* WHAT TO PRODUCE
Rewrite the lines of each item below as a numbered list, leaving out any blank lines.

+++++

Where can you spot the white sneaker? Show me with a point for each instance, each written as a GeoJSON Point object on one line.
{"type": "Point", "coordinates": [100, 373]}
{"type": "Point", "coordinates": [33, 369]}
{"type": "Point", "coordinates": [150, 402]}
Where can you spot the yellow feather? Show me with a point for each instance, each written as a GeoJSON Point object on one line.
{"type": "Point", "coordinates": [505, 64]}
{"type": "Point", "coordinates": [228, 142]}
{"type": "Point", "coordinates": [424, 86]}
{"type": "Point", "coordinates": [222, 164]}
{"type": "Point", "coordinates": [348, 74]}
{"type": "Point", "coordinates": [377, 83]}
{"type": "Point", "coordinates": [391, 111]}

+++++

* OUTPUT OF THE EXERCISE
1. Where can you spot the white sneaker? Show me with a point for each instance, each written as a GeoJSON Point object on one line.
2. {"type": "Point", "coordinates": [100, 373]}
3. {"type": "Point", "coordinates": [33, 369]}
4. {"type": "Point", "coordinates": [150, 402]}
5. Where can you spot the yellow feather? Show me with a point for each instance, each written as a GeoJSON Point object on one line.
6. {"type": "Point", "coordinates": [505, 64]}
7. {"type": "Point", "coordinates": [228, 142]}
8. {"type": "Point", "coordinates": [424, 86]}
9. {"type": "Point", "coordinates": [222, 164]}
10. {"type": "Point", "coordinates": [348, 74]}
11. {"type": "Point", "coordinates": [377, 83]}
12. {"type": "Point", "coordinates": [391, 111]}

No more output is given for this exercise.